_STATED GOAL_
Present the lines as a Markdown table with the columns Row and Line, numbering each row and omitting any blank lines. Include only the lines starting at the one containing "of wooden chairs." and ending at the one containing "264), (463, 277)]", both of those included.

_RAW RECORDS_
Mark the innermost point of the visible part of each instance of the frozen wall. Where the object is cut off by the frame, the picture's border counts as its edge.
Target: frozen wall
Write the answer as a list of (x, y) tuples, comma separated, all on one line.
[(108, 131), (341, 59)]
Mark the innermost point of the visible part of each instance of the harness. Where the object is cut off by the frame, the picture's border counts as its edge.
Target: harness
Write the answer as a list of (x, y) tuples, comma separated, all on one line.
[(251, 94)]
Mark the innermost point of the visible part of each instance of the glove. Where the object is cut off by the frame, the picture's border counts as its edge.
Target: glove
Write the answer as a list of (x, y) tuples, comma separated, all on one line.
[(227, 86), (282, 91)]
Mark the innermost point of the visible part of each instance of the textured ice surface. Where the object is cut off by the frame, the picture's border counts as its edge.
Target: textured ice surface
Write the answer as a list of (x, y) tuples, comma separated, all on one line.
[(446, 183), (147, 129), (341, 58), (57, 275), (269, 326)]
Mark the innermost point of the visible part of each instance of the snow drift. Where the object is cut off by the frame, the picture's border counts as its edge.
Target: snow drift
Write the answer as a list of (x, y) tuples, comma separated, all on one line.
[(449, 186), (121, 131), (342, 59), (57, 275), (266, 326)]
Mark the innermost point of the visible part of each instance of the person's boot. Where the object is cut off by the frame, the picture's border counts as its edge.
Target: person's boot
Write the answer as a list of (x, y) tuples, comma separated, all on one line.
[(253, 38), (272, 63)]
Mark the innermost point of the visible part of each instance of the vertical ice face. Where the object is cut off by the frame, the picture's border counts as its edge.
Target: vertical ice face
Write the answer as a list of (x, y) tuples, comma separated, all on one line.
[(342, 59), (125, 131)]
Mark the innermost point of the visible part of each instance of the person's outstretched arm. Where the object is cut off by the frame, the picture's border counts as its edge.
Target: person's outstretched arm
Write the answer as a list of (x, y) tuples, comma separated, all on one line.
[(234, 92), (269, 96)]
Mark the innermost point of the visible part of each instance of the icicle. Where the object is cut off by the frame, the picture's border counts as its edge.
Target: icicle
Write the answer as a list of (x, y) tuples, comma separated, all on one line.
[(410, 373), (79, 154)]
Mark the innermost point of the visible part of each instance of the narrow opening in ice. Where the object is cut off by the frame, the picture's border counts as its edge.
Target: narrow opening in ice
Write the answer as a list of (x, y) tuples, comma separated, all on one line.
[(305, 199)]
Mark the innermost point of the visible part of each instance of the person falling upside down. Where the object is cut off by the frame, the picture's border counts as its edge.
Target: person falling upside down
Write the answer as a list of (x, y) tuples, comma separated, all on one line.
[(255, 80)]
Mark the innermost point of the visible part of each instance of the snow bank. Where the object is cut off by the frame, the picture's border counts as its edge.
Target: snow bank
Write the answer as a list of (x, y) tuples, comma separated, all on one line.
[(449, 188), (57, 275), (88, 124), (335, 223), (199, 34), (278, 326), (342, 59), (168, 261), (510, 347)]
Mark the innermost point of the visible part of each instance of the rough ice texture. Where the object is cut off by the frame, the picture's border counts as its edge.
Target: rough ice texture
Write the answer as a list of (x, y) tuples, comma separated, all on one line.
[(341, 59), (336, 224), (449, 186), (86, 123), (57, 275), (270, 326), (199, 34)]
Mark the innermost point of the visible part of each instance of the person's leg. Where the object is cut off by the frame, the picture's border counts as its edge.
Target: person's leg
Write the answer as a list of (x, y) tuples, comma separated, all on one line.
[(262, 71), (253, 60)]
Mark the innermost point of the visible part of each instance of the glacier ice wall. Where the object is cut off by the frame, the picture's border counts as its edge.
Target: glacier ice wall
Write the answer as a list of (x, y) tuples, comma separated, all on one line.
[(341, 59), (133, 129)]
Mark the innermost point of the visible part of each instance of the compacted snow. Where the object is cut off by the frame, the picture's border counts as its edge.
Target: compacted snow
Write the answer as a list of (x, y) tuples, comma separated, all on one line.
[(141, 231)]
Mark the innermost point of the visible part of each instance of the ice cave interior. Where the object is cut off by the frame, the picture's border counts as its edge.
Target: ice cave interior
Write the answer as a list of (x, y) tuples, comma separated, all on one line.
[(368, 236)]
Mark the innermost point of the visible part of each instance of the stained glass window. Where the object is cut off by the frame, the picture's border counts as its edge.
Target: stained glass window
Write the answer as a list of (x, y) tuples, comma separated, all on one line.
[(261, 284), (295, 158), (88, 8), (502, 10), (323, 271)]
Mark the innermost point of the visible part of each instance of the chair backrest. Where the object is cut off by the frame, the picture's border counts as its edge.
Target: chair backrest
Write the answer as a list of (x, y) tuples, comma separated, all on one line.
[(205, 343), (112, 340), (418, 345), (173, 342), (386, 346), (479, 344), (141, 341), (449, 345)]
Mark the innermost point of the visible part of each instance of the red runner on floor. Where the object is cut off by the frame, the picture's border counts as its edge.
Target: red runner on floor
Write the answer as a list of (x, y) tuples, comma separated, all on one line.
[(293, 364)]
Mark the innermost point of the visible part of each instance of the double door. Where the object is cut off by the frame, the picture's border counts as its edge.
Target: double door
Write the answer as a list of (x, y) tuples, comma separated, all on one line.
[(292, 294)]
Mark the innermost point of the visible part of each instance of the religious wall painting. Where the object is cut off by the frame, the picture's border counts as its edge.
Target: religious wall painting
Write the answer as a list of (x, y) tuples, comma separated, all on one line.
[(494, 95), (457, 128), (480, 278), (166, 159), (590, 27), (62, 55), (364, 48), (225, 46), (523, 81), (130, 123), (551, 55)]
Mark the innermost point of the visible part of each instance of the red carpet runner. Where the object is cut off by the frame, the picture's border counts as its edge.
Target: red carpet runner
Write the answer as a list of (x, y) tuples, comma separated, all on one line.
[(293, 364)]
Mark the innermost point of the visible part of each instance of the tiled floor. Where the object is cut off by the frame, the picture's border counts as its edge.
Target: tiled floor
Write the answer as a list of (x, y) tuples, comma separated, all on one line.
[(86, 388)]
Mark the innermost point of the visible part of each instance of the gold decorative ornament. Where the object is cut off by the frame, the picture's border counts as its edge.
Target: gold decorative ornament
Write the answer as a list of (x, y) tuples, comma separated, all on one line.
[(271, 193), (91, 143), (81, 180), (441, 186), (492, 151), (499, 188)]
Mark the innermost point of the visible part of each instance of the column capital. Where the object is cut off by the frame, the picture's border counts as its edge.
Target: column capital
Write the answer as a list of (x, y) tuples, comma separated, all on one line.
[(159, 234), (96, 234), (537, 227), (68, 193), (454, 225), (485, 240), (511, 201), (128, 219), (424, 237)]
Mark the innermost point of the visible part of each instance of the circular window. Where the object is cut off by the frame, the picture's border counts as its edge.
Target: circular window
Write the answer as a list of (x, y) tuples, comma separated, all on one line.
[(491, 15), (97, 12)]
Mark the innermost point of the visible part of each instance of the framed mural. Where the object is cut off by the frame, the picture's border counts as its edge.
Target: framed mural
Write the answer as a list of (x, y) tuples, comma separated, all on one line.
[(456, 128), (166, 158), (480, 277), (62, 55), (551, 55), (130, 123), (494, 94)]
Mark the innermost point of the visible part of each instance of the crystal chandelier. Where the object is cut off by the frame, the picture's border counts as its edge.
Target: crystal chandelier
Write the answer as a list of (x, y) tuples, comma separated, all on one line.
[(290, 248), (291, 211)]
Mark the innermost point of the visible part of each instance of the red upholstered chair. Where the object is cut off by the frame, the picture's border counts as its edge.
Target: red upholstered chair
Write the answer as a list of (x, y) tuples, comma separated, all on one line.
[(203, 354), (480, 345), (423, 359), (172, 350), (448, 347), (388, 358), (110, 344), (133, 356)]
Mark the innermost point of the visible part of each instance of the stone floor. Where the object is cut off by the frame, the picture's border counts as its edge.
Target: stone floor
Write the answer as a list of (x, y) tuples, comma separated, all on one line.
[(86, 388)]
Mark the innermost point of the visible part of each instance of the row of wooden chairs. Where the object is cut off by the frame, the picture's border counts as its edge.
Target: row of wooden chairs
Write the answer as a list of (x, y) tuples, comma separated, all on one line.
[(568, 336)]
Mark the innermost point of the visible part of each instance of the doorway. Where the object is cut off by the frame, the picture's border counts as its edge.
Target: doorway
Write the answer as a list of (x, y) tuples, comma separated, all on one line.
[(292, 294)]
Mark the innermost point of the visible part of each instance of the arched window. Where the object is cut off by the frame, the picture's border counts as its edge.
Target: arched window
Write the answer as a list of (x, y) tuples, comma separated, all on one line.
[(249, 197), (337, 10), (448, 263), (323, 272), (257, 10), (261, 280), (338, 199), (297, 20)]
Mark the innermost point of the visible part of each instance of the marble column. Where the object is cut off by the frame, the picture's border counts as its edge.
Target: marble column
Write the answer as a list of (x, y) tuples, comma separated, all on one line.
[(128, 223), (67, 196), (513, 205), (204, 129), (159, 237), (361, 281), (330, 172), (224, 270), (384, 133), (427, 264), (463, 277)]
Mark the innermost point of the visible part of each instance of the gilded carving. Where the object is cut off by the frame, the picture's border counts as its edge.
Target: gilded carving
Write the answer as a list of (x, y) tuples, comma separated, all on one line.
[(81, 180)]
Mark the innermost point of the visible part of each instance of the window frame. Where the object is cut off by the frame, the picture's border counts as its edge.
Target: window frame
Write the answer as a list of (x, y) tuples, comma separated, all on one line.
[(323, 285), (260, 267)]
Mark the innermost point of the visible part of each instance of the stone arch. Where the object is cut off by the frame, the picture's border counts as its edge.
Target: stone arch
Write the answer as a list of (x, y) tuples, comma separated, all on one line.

_TASK SOLUTION_
| Row | Line |
|---|---|
| 1 | Mark the innermost point of the visible part of each instance of the row of wooden chairs. Where the object is cut off by the frame, the picture's border counts as its edge. |
| 2 | Target: row of wooden chairs |
| 3 | Write the answer as a list of (x, y) tuples, comma separated, all on one line. |
| 4 | [(568, 336)] |
| 5 | Mark the innermost point of the visible part of each instance of the doorway. Where the object is cut off by the frame, the picture's border counts as its edge. |
| 6 | Target: doorway |
| 7 | Write the answer as a list of (x, y) tuples, comma separated, all on one line. |
| 8 | [(292, 294)] |
| 9 | Mark the innermost point of the visible part of each instance of the arched window. Where the object is cut off by the frame, the picture's border counts as its edge. |
| 10 | Target: arched window |
| 11 | Write the answer as a list of (x, y) tuples, comma separated, all on one line. |
| 12 | [(249, 197), (337, 10), (448, 263), (323, 272), (257, 10), (261, 280), (338, 199), (297, 20)] |
| 13 | Mark the innermost point of the visible part of each instance of the marble column. Where the object is cut off by the frame, the picture's border counts as its edge. |
| 14 | Target: marble column |
| 15 | Write the answer as a list of (x, y) tuples, comma separated, all on one line. |
| 16 | [(128, 223), (67, 196), (513, 205), (204, 129), (159, 237), (361, 281), (330, 172), (224, 270), (384, 133), (427, 264), (463, 277)] |